Tarefas a realizar ▸
• A. No excerto sobre questões de constitucionalidade, que parte da motivação do recurso delimita o âmbito e o objeto do recurso?
• B. Continue, por favor, o excerto sobre questões de constitucionalidade a partir da sua última frase.

Excerto citado ▸
Para tais efeitos, importa, pois, colocar o tribunal recorrido perante o dever de apreciação da constitucionalidade de uma norma legal individualizada, havendo de concretizar-se o sentido desse preceito de modo a que, no caso de vir a ser julgado inconstitucional, o Tribunal o possa apresentar na sua decisão em termos de, tanto os destinatários desta, como, em geral, os operadores do direito ficarem a saber, sem margem para dúvidas, qual é o preceito e com que sentido ele não deve ser aplicado por, desse modo, violar a Constituição.
Nestes termos, exigir-se-á que, em sede de recurso, a questão de constitucionalidade seja concretizada de modo claro, directo e objectivo (cf. Acórdão n.º 1210/96, disponível em www.tribunalconstitucional.pt) nas conclusões da motivação do recurso uma vez que são estas que delimitam o âmbito e o objecto do recurso e, concretizando o sentido dessa exigência, tem este Tribunal estabelecido que «“suscitar a inconstitucionalidade de uma norma jurídica é fazê-lo de modo tal que o tribunal perante o qual a questão é colocada saiba que tem uma questão de constitucionalidade determinada para decidir. Isto reclama, obviamente, que (...) tal se faça de modo claro e perceptível, identificando a norma (ou um segmento dela ou uma dada interpretação da mesma) que (no entender de quem suscita essa questão) viola a Constituição; e reclama, bem assim, que se aponte o porquê dessa incompatibilidade com a lei fundamental, indicando, ao menos, a norma ou princípio constitucional infringido.” Impugnar a constitucionalidade de uma norma implica, pois, imputar a desconformidade com a Constituição não ao acto de aplicação do Direito – concretizado num acto de administração ou numa decisão dos tribunais – mas à própria norma, ou, quando muito, à norma numa determinada interpretação que enformou tal acto ou decisão (cf. Acórdãos nºs 37/97, 680/96, 663/96 e 618/96, este publicado no Diário da República, II Série, de 15-05-1996)». – cf. o referido Acórdão n.º 618/98 e os acórdãos para os quais aí se remete.
Analisando o teor das conclusões do recurso exaradas no tribunal recorrido, constata-se que o recorrente não cumpriu de forma adequada o ónus de suscitação prévia das questões de constitucionalidade que agora pretende ver sindicadas na jurisdição constitucional.

Listagem de dados ▸
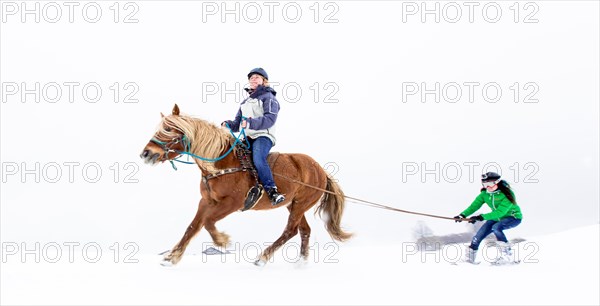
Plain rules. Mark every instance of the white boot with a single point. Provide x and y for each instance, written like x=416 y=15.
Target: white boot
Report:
x=505 y=253
x=471 y=255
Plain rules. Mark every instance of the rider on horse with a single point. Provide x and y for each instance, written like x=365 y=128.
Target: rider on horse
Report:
x=258 y=114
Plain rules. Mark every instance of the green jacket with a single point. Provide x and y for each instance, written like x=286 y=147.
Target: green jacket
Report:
x=497 y=201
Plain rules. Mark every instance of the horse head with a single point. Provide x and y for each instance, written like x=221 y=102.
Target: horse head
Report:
x=167 y=142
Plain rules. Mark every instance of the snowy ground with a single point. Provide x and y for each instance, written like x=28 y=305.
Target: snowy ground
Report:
x=560 y=268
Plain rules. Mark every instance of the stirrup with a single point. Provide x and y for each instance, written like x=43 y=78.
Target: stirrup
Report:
x=252 y=197
x=275 y=197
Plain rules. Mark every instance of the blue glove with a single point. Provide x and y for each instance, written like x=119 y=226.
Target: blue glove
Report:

Respostas finais ▸
• A. As conclusões da motivação do recurso.

• B.
De facto, da arguição de nulidade da sentença (“a decisão impugnada deve ser declarada nula por violação do art. 379°, 1, b), ex vi da art. 1°, f) e 358° do C.P.P., uma vez que o arguido foi acusado pela prática de factos integradores de um crime de furto qualificado p. e p. pelo art. 22°, 23°, 26°, 203° e 204° n° 1 al. b) do Código Penal, e acabou por ser condenado por factos integradores de um crime de furto simples, na forma tentada p. e p. pelo art. 203°, n° 1, art. 23°, 26° e 73° do Código Penal, verificando-se, assim alteração não substancial dos factos descritas na acusação”, conclusão 1.ª; e “a sentença deve ser considerada nula por violação do art. 358° n° 1 do CPP e nos termos do previsto no art. 379° n° 1 ali. b) do CPP por ter existido alteração não substancial dos factos de que o arguido vinha acusado sem que o tribunal o tenho notificado dessa alteração para efeitos de defesa”, conclusão 2.ª), ainda que complementada pela menção de que “os direitos de defesa do arguido encontram-se violados com manifesta postergação do artigo 32.º, n.º 1 e 2 da CRP”, não decorre a alegação de uma questão de constitucionalidade normativa e a sua fixação em objecto do recurso, porquanto aí apenas se controverte o juízo de valoração efectuado, de acordo com o recorrente, em violação dos preceitos legais invocados, uma vez que, no seu entendimento, o tribunal não o notificara, para efeitos de defesa, de uma alteração não substancial dos factos, aí arvorando, consequentemente, a violação do disposto no artigo 358.º do Código de Processo Penal (CPP) e a violação dos seus direitos de defesa constitucionalmente protegidos.
Ora, para além de não decorrer das transcritas conclusões a suscitação de qualquer problema de constitucionalidade – por antonomásia, normativa –, não pode igualmente ignorar-se que entre o arrazoado motivador da pretensão recursiva perante o tribunal a quo, a decisão deste e o presente objecto do recurso não existe qualquer simetria.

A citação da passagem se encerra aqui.